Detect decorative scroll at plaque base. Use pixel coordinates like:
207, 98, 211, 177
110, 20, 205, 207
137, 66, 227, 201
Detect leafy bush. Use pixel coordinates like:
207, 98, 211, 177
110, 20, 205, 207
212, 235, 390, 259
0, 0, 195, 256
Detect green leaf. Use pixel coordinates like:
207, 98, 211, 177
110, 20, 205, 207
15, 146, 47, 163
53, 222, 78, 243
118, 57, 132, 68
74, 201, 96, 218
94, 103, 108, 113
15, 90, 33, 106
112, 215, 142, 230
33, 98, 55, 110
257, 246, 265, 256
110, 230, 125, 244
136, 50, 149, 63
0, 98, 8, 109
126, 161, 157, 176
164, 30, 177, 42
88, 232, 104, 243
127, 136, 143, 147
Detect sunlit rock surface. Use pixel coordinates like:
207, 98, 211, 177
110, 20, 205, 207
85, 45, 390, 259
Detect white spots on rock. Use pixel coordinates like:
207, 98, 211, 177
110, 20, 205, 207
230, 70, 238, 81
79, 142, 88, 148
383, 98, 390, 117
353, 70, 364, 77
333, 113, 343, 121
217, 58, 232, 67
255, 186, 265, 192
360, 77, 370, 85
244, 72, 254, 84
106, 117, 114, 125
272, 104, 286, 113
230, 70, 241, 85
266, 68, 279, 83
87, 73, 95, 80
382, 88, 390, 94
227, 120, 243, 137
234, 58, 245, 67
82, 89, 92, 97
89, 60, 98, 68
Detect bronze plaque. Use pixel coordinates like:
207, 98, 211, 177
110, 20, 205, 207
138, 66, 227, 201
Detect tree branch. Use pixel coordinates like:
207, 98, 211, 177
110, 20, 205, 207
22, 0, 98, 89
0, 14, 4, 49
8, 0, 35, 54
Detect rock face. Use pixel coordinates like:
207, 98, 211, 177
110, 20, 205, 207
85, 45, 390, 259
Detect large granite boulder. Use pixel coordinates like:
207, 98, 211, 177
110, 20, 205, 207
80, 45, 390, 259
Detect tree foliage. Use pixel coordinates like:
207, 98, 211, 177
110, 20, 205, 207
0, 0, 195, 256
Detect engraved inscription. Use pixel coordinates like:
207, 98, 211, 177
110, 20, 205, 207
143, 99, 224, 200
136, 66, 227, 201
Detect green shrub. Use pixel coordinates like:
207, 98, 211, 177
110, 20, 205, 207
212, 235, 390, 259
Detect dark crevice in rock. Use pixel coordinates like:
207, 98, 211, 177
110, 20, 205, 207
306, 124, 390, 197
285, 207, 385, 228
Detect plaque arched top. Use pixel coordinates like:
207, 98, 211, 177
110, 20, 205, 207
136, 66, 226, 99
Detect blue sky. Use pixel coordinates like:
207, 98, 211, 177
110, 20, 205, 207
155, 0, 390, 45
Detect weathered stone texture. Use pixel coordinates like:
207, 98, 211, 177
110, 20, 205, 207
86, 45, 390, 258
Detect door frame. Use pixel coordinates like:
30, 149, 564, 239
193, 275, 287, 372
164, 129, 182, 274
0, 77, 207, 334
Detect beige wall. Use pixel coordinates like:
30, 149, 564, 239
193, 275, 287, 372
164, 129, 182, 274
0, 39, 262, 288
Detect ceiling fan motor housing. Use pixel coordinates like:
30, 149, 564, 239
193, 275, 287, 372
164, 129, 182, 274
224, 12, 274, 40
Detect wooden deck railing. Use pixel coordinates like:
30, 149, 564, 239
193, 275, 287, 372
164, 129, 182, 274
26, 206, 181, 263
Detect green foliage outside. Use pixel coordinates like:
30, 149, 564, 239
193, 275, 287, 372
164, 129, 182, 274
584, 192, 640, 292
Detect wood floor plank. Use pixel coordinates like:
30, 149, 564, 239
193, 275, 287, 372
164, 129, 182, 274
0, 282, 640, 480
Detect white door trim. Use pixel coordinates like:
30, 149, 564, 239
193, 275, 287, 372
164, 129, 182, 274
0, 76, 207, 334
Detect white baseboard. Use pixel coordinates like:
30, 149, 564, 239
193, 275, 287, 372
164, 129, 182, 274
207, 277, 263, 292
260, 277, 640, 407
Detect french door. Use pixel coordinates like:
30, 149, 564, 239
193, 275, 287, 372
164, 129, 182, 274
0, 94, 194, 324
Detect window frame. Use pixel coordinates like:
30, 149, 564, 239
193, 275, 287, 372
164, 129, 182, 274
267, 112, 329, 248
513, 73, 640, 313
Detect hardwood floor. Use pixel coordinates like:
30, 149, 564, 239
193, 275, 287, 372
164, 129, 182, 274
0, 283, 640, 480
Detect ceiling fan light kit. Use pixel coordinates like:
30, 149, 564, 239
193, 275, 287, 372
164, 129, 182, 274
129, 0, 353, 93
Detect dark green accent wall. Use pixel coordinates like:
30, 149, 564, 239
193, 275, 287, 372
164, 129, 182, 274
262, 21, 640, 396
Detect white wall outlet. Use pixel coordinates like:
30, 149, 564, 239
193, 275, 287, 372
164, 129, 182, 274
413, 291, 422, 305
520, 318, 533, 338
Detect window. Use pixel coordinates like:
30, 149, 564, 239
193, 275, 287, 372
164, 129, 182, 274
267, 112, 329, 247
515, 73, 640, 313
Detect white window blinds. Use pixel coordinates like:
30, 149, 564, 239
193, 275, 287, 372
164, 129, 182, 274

···

» **Written task**
Copy out the records from the line containing "Detect plaque arched" through the line containing "584, 192, 640, 292", both lines included, with no changes.

» **Answer to the problem**
Detect plaque arched top. Use pixel coordinates like:
207, 98, 211, 177
110, 20, 205, 207
136, 66, 226, 99
Detect blue sky. Use pixel coordinates like:
207, 98, 211, 177
110, 20, 205, 207
155, 0, 390, 45
Detect weathered stone texture. Use pixel coordinates like:
207, 98, 211, 177
110, 20, 205, 207
86, 45, 390, 258
Detect door frame. Use pixel coordinates like:
30, 149, 564, 239
193, 275, 287, 372
164, 129, 182, 274
0, 77, 207, 334
Detect beige wall. Use pixel coordinates like:
30, 149, 564, 239
193, 275, 287, 372
164, 129, 182, 274
0, 39, 262, 288
Detect ceiling fan motor housing. Use pixel coordinates like:
30, 149, 564, 239
193, 275, 287, 372
164, 129, 182, 274
224, 12, 274, 40
Detect wooden deck railing. Use pixel coordinates like:
30, 149, 564, 239
193, 275, 287, 372
164, 129, 182, 274
26, 206, 181, 263
Detect green foliage outside. Use pixel coordinates like:
30, 149, 564, 239
193, 275, 287, 372
164, 129, 182, 274
584, 192, 640, 292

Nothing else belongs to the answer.